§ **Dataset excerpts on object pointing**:
- - - -

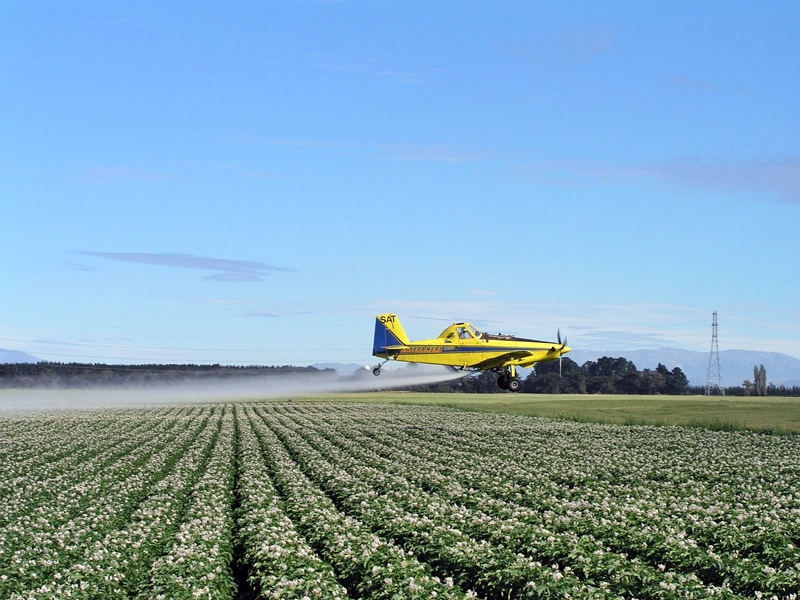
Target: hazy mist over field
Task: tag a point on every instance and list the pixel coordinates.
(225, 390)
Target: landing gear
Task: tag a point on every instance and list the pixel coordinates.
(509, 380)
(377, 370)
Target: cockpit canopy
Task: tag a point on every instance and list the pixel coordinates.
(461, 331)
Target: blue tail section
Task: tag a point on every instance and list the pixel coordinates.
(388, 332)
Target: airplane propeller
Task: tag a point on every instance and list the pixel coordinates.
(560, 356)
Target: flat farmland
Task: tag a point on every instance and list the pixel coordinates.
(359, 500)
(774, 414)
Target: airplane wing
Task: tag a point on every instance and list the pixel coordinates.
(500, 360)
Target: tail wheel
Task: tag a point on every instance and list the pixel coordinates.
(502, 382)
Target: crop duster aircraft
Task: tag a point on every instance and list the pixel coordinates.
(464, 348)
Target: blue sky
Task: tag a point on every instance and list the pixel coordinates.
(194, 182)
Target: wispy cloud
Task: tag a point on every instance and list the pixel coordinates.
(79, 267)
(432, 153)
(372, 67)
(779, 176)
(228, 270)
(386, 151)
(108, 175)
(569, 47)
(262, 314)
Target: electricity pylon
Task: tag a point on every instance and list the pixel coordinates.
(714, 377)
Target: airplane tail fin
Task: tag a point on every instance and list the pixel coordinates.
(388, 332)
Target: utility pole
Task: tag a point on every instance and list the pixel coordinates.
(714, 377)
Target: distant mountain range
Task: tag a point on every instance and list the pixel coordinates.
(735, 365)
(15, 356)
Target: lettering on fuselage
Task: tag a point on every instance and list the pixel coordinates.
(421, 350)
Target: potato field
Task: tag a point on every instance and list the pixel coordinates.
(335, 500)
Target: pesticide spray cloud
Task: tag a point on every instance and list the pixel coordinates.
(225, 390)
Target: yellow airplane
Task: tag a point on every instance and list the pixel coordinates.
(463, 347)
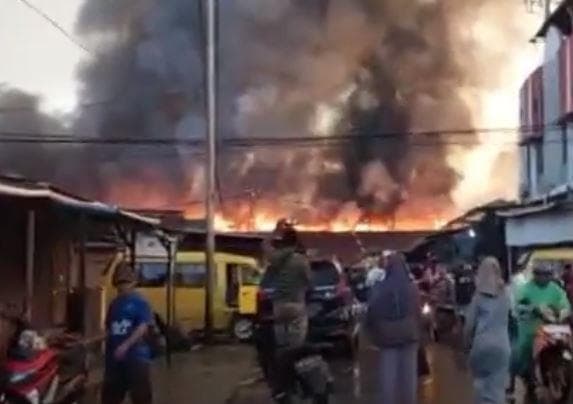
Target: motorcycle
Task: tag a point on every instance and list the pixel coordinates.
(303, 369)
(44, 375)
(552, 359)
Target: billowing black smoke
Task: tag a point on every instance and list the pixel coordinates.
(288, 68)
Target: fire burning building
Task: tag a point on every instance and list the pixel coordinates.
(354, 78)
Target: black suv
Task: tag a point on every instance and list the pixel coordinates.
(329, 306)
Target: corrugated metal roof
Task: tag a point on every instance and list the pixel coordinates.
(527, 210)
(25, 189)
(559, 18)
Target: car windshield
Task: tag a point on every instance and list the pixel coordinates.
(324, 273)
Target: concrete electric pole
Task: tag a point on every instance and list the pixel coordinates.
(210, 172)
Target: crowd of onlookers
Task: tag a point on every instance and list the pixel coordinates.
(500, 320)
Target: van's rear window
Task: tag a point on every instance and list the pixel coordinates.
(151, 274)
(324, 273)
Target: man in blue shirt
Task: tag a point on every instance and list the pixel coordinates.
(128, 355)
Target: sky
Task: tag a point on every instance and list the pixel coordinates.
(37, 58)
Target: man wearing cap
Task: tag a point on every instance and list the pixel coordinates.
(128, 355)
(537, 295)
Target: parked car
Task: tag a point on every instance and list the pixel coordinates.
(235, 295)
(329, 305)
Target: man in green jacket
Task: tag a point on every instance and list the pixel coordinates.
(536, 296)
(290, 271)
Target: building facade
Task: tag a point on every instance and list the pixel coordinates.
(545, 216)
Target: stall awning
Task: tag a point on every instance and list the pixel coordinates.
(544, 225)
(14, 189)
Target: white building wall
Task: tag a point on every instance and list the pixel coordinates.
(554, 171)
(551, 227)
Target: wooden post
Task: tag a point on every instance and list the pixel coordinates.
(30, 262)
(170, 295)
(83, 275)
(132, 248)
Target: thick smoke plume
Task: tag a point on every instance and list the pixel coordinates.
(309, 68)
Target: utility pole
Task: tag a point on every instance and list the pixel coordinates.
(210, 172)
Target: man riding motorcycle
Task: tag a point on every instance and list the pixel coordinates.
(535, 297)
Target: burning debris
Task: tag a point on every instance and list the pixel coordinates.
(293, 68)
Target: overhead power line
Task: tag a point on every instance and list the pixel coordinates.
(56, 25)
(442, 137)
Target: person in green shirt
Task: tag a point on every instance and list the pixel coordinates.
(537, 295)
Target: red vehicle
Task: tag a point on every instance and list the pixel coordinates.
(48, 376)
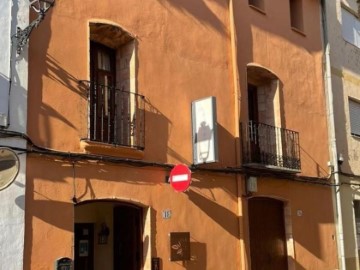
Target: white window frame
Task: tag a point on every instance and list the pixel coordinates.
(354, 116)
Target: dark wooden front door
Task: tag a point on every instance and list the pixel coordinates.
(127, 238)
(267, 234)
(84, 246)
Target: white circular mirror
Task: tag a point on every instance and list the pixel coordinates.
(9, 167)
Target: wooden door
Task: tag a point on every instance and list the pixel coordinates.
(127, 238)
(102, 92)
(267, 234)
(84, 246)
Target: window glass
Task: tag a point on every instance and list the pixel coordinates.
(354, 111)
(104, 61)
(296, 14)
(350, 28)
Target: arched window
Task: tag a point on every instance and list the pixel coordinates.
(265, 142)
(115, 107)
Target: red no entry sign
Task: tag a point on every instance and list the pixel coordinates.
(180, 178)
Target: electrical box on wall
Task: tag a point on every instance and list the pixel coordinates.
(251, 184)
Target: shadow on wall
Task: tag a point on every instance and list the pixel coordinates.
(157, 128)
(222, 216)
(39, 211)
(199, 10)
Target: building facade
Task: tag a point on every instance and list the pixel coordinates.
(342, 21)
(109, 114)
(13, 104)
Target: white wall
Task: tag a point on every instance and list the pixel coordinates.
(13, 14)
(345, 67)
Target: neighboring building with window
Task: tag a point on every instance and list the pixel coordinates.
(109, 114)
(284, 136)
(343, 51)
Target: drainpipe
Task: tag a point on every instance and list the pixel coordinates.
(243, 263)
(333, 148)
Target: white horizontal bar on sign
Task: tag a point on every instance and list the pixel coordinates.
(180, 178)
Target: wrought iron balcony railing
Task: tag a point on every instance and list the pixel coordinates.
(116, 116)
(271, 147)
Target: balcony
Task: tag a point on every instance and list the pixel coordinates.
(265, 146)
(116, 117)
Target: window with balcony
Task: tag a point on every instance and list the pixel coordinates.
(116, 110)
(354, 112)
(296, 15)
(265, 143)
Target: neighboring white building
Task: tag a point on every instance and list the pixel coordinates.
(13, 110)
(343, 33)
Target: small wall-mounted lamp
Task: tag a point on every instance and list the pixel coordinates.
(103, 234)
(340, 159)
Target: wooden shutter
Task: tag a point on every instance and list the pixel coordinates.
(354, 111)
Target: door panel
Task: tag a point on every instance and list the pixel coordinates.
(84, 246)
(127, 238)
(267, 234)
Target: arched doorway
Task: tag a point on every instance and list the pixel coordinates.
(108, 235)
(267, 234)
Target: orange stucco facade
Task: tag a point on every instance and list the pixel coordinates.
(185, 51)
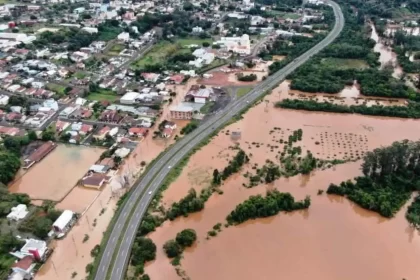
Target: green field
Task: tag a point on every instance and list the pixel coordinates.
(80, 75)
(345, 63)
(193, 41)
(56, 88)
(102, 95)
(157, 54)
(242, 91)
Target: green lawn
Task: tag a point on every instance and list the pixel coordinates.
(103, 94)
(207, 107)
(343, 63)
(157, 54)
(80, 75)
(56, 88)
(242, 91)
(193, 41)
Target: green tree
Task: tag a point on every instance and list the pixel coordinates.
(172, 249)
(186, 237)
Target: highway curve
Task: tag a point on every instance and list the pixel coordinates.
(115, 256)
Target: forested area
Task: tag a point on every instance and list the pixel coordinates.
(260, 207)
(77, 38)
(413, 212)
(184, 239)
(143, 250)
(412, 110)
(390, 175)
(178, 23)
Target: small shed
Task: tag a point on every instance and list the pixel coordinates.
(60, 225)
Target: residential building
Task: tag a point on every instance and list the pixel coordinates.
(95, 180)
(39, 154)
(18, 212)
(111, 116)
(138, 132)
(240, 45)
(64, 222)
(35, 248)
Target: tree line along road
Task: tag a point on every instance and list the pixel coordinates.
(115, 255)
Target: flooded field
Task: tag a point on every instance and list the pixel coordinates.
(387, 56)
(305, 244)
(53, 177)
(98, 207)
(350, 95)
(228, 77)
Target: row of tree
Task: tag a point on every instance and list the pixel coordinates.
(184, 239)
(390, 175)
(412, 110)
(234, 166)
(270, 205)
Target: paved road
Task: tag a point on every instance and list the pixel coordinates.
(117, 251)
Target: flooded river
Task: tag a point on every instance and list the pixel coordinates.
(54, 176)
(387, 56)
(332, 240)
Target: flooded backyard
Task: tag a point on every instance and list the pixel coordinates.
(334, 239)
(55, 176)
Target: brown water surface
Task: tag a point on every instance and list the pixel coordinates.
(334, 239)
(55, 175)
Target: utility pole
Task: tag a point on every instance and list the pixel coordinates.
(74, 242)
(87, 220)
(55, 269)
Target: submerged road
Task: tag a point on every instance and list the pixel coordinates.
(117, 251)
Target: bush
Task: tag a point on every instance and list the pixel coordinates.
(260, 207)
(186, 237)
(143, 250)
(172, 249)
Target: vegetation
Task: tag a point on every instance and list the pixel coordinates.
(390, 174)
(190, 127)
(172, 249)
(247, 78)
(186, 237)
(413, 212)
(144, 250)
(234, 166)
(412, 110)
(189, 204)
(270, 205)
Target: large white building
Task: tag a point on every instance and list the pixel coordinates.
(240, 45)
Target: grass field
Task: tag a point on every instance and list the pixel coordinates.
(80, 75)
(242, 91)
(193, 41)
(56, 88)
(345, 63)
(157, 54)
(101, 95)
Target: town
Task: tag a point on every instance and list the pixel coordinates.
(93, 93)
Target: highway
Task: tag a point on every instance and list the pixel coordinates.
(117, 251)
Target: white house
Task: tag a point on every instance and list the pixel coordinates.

- - - -

§ **The exercise**:
Repeat word for word the lines running from the line containing "Target: vegetation" to the end of the entries above, inclusive.

§ **Task output**:
Target: vegetation
Task: tag a point on every instance and list the pixel coordinates.
(390, 174)
(190, 127)
(172, 249)
(247, 78)
(186, 237)
(413, 212)
(144, 250)
(234, 166)
(412, 110)
(189, 204)
(270, 205)
Target: large white building
Task: tag a point on every instance and list the pixel coordinates.
(240, 45)
Target: grass field
Task: tag a point on every instance and list the pixel coordinates.
(80, 75)
(242, 91)
(193, 41)
(56, 88)
(345, 63)
(157, 54)
(101, 95)
Target: town
Task: tag a point on every instance and list the pixel coordinates.
(93, 93)
Target: highway
Task: tag a point on every instance and list the pixel coordinates.
(117, 251)
Target: white house
Task: tag a point on every instance and list the pixel coordinates.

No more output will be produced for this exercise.